- **EXERCISE**: Give the records back in full, exactly as they read.

Coordinate annotation entries
★ ★ ★ ★ ★

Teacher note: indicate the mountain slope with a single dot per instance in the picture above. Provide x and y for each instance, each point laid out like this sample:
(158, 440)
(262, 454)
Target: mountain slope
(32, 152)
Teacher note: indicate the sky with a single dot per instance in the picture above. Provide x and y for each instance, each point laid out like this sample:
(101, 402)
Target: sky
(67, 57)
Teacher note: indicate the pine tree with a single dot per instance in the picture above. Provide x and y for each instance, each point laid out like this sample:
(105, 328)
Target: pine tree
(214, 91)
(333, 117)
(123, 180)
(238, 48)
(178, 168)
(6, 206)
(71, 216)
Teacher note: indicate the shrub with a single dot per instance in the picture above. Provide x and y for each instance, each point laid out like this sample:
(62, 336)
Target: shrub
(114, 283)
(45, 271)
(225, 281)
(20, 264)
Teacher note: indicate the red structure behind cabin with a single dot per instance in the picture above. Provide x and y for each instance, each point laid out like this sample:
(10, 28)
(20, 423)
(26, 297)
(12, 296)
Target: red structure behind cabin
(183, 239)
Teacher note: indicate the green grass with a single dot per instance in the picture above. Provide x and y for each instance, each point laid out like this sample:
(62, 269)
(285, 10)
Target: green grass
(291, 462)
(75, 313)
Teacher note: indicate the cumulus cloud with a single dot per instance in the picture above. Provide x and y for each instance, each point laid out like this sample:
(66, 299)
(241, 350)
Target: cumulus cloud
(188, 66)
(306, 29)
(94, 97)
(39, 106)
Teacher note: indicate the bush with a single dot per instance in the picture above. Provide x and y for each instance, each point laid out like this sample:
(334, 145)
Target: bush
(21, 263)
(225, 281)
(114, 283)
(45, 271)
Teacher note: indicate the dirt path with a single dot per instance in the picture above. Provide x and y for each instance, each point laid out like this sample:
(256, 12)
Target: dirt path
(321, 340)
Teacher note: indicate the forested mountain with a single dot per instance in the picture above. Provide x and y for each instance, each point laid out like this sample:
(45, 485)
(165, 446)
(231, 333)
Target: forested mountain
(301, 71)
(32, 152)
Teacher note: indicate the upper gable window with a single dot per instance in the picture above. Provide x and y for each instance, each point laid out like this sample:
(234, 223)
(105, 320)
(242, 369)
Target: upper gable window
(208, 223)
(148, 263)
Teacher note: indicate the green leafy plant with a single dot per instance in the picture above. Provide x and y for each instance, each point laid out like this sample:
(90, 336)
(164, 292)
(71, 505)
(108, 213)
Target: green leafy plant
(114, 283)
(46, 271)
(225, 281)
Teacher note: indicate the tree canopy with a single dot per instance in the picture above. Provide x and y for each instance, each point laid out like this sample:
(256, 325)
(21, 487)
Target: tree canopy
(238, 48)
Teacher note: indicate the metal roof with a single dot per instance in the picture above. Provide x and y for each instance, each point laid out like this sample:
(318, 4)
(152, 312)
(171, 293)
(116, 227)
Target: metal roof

★ ★ ★ ★ ★

- **PROBLEM SOLUTION**:
Teacher note: indicate the mountain slope with a single dot per instance in the picture above. Provide x and y for each instance, each point laid out like this sample:
(158, 440)
(262, 454)
Target: mountain slope
(32, 152)
Teacher note: indicate the sky with a single dot per instance in the picture above. Provide x and y for each instance, each point laid out like this sample:
(101, 402)
Target: sky
(67, 57)
Teacher note: indicate the pine tree with a single dot per instance in the picture above. Provide x and y for each instance, each point laid out like this sample:
(105, 328)
Target: pine tree
(214, 91)
(333, 117)
(123, 180)
(238, 48)
(178, 168)
(6, 206)
(71, 216)
Teacher note: indicate the shrub with a single dot per instance in the picture above. Provide x and y for each instance, each point laid out like this sample:
(62, 336)
Target: shrub
(114, 283)
(45, 271)
(225, 281)
(20, 264)
Teacher note: indicate the red structure behind cabin with a single dot per instance in the picture above. Provide x and y for each instance, each point laid out like this sample:
(10, 28)
(20, 423)
(26, 297)
(12, 296)
Target: red structure behind cabin
(183, 239)
Teacher note: indicate the green grass with a single dot per instance in the picture above. Provide x and y for each instance, each point laid out like this sample:
(62, 269)
(285, 10)
Target: green grass
(291, 462)
(75, 313)
Teacher note: indicate the cumulus cloud with a single dot per instance in the picture above. Provide x and y for each instance, each point laid out like this sample:
(66, 299)
(241, 350)
Target: cumulus cloud
(188, 66)
(306, 29)
(94, 97)
(39, 106)
Teacher note: indicate the bush with a single dot per instance in the picture above. Provide x and y for each instance, each point laid out like this sample:
(334, 145)
Target: bush
(21, 263)
(225, 281)
(114, 283)
(45, 271)
Teacher note: indicate the dirt path with a single dot per instance in the picture above. Provide x and y for each instance, each point laid out like this sample:
(256, 12)
Target: dirt path
(321, 340)
Teacher note: indicate the forested mountain with a single dot per instance in the picture above. Provide x and y for each instance, each point laid out like this sample:
(45, 485)
(165, 446)
(231, 333)
Target: forested mountain
(301, 71)
(32, 152)
Teacher note: indicate the upper gable window with a single dot per instance in the picture above. Provide x and y for each instance, each point laid out like this sample:
(234, 223)
(105, 320)
(242, 369)
Target: upper gable window
(208, 223)
(148, 263)
Teacher note: indicate the green leafy plant with a single dot per instance in the picture above. Provide x and y for each instance, each point laid out like this sample:
(90, 336)
(164, 292)
(71, 505)
(108, 213)
Target: green leafy plant
(114, 283)
(46, 271)
(225, 281)
Teacher note: indicate the tree canopy with a single dot per instance in the picture above. Provide x and y for each instance, each point laid out like this sample:
(256, 325)
(21, 487)
Target: tree canopy
(238, 48)
Teacher note: indicate the metal roof with a single dot per instance in the picture above. Provide x and y for each instance, each point laid out like this sample:
(318, 4)
(152, 312)
(171, 293)
(116, 227)
Target: metal roof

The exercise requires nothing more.